Directions for this task
Copy out each line below exactly as it appears.

* begin *

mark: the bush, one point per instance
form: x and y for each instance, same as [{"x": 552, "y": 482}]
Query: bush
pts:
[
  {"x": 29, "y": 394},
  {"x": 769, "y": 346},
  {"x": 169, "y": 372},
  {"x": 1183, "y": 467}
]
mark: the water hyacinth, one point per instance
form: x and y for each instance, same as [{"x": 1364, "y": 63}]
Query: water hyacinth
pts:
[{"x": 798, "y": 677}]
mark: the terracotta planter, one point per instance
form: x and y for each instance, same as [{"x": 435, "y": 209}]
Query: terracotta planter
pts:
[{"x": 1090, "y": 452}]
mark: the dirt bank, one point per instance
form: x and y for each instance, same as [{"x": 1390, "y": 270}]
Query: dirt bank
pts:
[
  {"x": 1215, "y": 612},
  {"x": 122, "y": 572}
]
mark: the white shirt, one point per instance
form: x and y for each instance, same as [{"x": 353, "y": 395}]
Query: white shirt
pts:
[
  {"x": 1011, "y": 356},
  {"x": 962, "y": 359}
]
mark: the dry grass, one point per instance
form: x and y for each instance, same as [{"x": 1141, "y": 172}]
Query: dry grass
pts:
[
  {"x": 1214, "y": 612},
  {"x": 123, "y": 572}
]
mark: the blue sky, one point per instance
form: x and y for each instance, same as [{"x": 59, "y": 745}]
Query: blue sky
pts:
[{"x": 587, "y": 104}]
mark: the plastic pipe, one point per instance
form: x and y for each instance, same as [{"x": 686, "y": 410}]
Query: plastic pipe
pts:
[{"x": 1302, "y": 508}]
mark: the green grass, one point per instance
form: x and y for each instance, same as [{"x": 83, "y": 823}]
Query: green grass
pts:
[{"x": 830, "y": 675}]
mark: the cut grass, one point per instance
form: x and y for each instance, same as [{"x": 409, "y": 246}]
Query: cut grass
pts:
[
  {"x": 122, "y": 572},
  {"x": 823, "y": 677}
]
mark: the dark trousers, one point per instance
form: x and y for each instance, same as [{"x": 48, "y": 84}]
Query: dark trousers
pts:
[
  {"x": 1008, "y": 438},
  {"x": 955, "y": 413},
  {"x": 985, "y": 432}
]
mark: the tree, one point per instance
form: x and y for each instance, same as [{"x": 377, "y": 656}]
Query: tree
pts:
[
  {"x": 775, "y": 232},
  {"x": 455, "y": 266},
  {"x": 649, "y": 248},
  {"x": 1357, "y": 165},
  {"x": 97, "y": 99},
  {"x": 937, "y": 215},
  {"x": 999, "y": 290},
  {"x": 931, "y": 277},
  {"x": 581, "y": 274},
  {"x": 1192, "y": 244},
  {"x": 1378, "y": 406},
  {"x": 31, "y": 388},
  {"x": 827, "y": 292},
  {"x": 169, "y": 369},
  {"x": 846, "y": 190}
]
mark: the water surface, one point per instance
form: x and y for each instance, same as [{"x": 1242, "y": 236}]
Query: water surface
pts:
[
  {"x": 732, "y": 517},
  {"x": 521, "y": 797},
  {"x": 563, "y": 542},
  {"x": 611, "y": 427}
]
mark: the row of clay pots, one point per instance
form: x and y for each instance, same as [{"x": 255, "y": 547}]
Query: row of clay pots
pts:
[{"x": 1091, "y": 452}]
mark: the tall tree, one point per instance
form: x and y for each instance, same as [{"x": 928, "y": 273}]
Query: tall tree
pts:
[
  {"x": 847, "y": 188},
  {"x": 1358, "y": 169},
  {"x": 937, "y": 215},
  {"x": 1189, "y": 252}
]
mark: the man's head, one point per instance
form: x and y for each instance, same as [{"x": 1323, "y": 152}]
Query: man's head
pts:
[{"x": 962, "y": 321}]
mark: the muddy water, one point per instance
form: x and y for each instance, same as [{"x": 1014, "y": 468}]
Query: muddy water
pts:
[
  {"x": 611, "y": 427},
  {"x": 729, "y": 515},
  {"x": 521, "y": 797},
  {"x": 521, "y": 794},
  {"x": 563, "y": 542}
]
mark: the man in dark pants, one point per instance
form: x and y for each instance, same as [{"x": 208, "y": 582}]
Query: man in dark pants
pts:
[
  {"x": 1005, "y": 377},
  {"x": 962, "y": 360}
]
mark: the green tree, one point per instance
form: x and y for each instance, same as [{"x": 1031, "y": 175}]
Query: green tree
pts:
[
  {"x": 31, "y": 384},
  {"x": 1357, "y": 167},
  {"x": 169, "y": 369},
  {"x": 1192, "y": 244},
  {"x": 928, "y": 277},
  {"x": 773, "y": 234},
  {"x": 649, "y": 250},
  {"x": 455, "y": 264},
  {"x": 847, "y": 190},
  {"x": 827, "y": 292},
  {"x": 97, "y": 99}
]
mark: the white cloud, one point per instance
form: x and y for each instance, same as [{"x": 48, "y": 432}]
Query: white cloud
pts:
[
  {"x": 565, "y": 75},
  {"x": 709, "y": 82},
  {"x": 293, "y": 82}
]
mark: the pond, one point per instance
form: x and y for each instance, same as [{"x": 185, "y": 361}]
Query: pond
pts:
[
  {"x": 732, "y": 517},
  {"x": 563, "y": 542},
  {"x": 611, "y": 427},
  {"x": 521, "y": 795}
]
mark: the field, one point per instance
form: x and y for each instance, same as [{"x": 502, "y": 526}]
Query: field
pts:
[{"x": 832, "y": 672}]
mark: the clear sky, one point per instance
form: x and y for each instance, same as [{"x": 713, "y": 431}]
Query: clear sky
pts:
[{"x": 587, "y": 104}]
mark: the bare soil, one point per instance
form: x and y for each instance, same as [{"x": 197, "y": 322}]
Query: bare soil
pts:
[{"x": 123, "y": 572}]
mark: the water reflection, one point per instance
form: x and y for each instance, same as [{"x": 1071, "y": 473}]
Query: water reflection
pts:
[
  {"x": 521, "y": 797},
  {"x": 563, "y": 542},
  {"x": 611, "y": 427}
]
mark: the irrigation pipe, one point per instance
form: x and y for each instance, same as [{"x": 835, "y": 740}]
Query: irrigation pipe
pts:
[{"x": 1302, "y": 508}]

* end *

Response to the task
mark: the bush, one point per instance
form: x and y for each instance, same as [{"x": 552, "y": 482}]
Query: bush
pts:
[
  {"x": 29, "y": 394},
  {"x": 769, "y": 346},
  {"x": 169, "y": 372},
  {"x": 1183, "y": 467}
]
mark: the water hyacinth, one point per instance
form: x and y for each instance, same as [{"x": 1364, "y": 63}]
Query: water hyacinth
pts:
[{"x": 798, "y": 677}]
mark: the terracotta planter, one point per instance
form: x and y for each instance, same as [{"x": 435, "y": 209}]
Query: terracotta planter
pts:
[{"x": 1090, "y": 452}]
mark: the dirt bank, one point per instance
form: x and y for each instance, same as [{"x": 1390, "y": 270}]
Query: dirt bank
pts:
[
  {"x": 1215, "y": 612},
  {"x": 122, "y": 572}
]
mark: the white shirt, one point per instance
form: x and y for each instance, same as [{"x": 353, "y": 395}]
Query: white shirt
pts:
[
  {"x": 1011, "y": 356},
  {"x": 962, "y": 359}
]
mark: the dry grass, one point per instance
form: x and y for each instance, same as [{"x": 1141, "y": 172}]
Query: dry grass
pts:
[
  {"x": 1214, "y": 612},
  {"x": 123, "y": 572}
]
mark: the blue sky, one point per instance
form: x and y for each instance, same as [{"x": 59, "y": 745}]
Query: blue sky
pts:
[{"x": 587, "y": 104}]
mark: the plastic pipe, one point per instance
form: x and y for each instance, same as [{"x": 686, "y": 410}]
Query: plastic pipe
pts:
[{"x": 1302, "y": 508}]
mark: the green grass, one point per instance
form: x and y for each instance, same as [{"x": 83, "y": 823}]
Query: green grass
pts:
[{"x": 830, "y": 675}]
mark: the cut grass, one point per instance
form: x and y for each instance, same as [{"x": 409, "y": 246}]
Query: cut grass
pts:
[
  {"x": 122, "y": 572},
  {"x": 823, "y": 677}
]
mark: the dark trousers, one point per instance
form: x and y for each instance, same as [{"x": 48, "y": 84}]
Query: dark trousers
pts:
[
  {"x": 1008, "y": 438},
  {"x": 955, "y": 413},
  {"x": 985, "y": 432}
]
mark: the tree, one point per instance
form: x and y for each instance, same as [{"x": 377, "y": 656}]
Query: tree
pts:
[
  {"x": 775, "y": 232},
  {"x": 455, "y": 266},
  {"x": 649, "y": 248},
  {"x": 1357, "y": 165},
  {"x": 97, "y": 99},
  {"x": 937, "y": 215},
  {"x": 999, "y": 290},
  {"x": 931, "y": 277},
  {"x": 581, "y": 274},
  {"x": 1192, "y": 244},
  {"x": 1378, "y": 406},
  {"x": 31, "y": 388},
  {"x": 827, "y": 292},
  {"x": 169, "y": 369},
  {"x": 846, "y": 190}
]
mark: the water surface, one point per instance
form: x and y for each instance, same as [{"x": 1242, "y": 236}]
Query: water surface
pts:
[
  {"x": 732, "y": 517},
  {"x": 521, "y": 797},
  {"x": 563, "y": 542},
  {"x": 611, "y": 427}
]
mark: the row of clay pots, one point per instance
form: x and y for each instance, same as [{"x": 255, "y": 547}]
Query: row of clay pots
pts:
[{"x": 1091, "y": 452}]
mark: the tall tree, one point per instance
form: x and y for each instance, same as [{"x": 928, "y": 273}]
Query: tall tree
pts:
[
  {"x": 847, "y": 188},
  {"x": 1358, "y": 169},
  {"x": 937, "y": 215},
  {"x": 1189, "y": 252}
]
mark: the man's head, one point per instance
form: x and y for each instance, same as [{"x": 1323, "y": 152}]
Query: man's head
pts:
[{"x": 962, "y": 321}]
mark: the muddy water, one point per instance
form: x and y for each instance, same as [{"x": 1014, "y": 468}]
Query: muddy water
pts:
[
  {"x": 611, "y": 427},
  {"x": 729, "y": 515},
  {"x": 521, "y": 797},
  {"x": 521, "y": 794},
  {"x": 563, "y": 542}
]
mark: the man in dark pants, one point per instance
form: x and y for each instance, same as [{"x": 208, "y": 582}]
Query: man in dark pants
pts:
[
  {"x": 1005, "y": 377},
  {"x": 962, "y": 360}
]
mark: the green tree, one point per instance
form: x and y for each instance, same as [{"x": 1031, "y": 175}]
Query: green tree
pts:
[
  {"x": 31, "y": 384},
  {"x": 1357, "y": 167},
  {"x": 169, "y": 369},
  {"x": 1192, "y": 244},
  {"x": 928, "y": 277},
  {"x": 773, "y": 234},
  {"x": 649, "y": 250},
  {"x": 455, "y": 264},
  {"x": 847, "y": 190},
  {"x": 827, "y": 292},
  {"x": 97, "y": 99}
]
mark: the white cloud, one point per instance
form: x and y for each instance, same as [{"x": 48, "y": 432}]
Query: white cloud
pts:
[
  {"x": 565, "y": 75},
  {"x": 709, "y": 82},
  {"x": 293, "y": 82}
]
mark: the pond, one point per instance
form: x and y for each instance, same as [{"x": 185, "y": 361}]
Query: pond
pts:
[
  {"x": 732, "y": 517},
  {"x": 563, "y": 542},
  {"x": 611, "y": 427},
  {"x": 521, "y": 795}
]
mark: the field, one point per instance
form: x and y for each instance, same as [{"x": 502, "y": 526}]
Query: field
pts:
[{"x": 832, "y": 672}]
mark: the clear sky, one point per instance
form: x and y for each instance, same as [{"x": 713, "y": 431}]
Query: clear sky
pts:
[{"x": 587, "y": 104}]
mark: the bare soil, one point per instance
form: x and y for each instance, same as [{"x": 197, "y": 322}]
Query: bare soil
pts:
[{"x": 123, "y": 572}]
mark: the water reflection, one point per instance
form: x and y for each instance, same as [{"x": 1071, "y": 473}]
Query: water reflection
pts:
[
  {"x": 521, "y": 797},
  {"x": 563, "y": 542},
  {"x": 611, "y": 427}
]
mark: the irrigation pipe, one point per instance
form: x and y for each instance, same as [{"x": 835, "y": 740}]
Query: irrigation pipe
pts:
[{"x": 1302, "y": 508}]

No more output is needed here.